What you have to do: In your copy, leave out the pictures and repeat the entries below exactly.

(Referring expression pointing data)

»»

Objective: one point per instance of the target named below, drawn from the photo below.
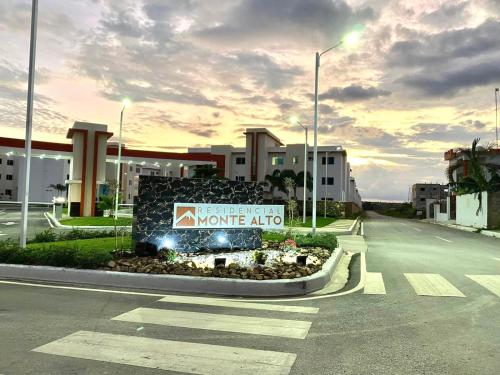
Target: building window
(330, 181)
(331, 160)
(278, 160)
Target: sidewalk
(452, 224)
(339, 227)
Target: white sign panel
(208, 215)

««

Response for this exercise:
Objective: one point per instance of the target named below, drawn from the photo below.
Target: building window
(330, 181)
(331, 160)
(278, 160)
Target: sidewalk
(452, 224)
(339, 227)
Target: white sign panel
(208, 215)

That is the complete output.